BNSF Ry. Co. v. Superior Court, a case from the California Court of Appeal for the Second Appellate District, involves a plaintiff who died as a result of malignant pleural mesothelioma caused by his occupational exposure to asbestos.
Specifically, plaintiff’s family members alleged he was exposed to asbestos while working at a roundhouse and dismantling facility for a railway operation owned by defendant’s predecessor in interest.
Essentially, many mesothelioma victims were exposed to deadly asbestos fibers between 20 and 50 years prior to being diagnosed with cancer. In most cases, the company responsible for mining asbestos, manufacturing asbestos-related products, or using asbestos products is not longer in existence. Often times these once large industrial firms were purchased by other companies and eventually dissolved as independent legal entities. For example, the once prominent Santa Fe Railroad and all of its rolling stock and track right of way are now a part of BNSF Railway Company, along with other railroads, making it the second-largest rail operation in the United States.
Employees of the railroads that are now a part of the present-day corporation who were exposed to asbestos and developed mesothelioma can no longer name their allegedly negligent employer, since it is no longer in existence. For this reason, plaintiffs will file a lawsuit against their former employer’s successor in interest for negligent acts or omissions allegedly committed by their predecessor in interest. As our Boston mesothelioma attorneys can explain, the amount of time that has passed between asbestos exposure and a lawsuit being filed makes this a complex process in many cases. Bankruptcy of mesothelioma defendants can also add a significant amount of complexity to these types of cases, and it is best to hire an attorney who has handled many of these legal matters.
In BNSF Ry. Co. v. Superior Court, defendants filed a motion to dismiss plaintiff’s cause of action on grounds the court lacked jurisdiction to hear the case. First, defendant alleged that, since it was a Delaware corporation with a headquarters in Texas, California was not the proper forum to hear the case. Defendant also asserted this alleged negligence in this case did not arise from defendant’s in-state activities, so jurisdiction was not proper for this reason as well.
Defendant submitted supporting documentation with the motion to dismiss, showing they had over 40,000 employees across the country and the highest percentage of their track in Texas, and there was only seven percent of defendant’s equipment and personnel in California.
The court agreed to hold a hearing on the matter. After a hearing on the issue of jurisdiction, the court found it did have proper jurisdiction to hear the case and denied defendant’s motion to dismiss the complaint and quash the lawsuit. Defendant filed a timely appeal to challenge court’s decision to grant plaintiff’s motion.
Ultimately, the appellate court concluded because of defendant’s business activities in the state of California, there was proper jurisdiction to the handle the case and affirmed lower court’s ruling. This is a typical defensive tactic in mesothelioma litigation, as we are typically dealing with large corporations who incorporated in Delaware and have a headquarters or principal place of business in other states.

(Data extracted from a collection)

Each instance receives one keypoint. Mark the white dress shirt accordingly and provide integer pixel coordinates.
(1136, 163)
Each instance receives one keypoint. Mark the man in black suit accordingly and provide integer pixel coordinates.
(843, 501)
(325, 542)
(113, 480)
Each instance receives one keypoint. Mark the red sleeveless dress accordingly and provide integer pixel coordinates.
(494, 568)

==

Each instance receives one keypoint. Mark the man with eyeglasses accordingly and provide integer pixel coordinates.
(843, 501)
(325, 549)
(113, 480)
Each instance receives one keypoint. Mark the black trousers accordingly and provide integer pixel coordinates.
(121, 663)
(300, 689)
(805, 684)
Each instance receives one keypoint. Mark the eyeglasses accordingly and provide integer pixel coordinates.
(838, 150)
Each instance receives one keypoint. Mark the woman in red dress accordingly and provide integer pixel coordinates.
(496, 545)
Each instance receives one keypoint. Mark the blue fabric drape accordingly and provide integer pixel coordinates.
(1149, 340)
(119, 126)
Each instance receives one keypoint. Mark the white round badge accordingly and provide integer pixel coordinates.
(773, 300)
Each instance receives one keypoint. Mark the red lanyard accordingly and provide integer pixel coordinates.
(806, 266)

Required tasks:
(1) Translate this sentence from the BNSF case summary into Spanish: "The court agreed to hold a hearing on the matter."
(2) Summarize the BNSF case summary in two sentences.

Answers in order:
(1) El tribunal aceptó celebrar una audiencia sobre el asunto.

(2) In BNSF Ry. Co. v. Superior Court, the family of a man who died of mesothelioma caused by occupational asbestos exposure sued the successor in interest of the railway operation where he had worked. The defendant, a Delaware corporation headquartered in Texas, moved to dismiss for lack of jurisdiction, but the trial court denied the motion, and the appellate court affirmed because of the defendant's business activities in California.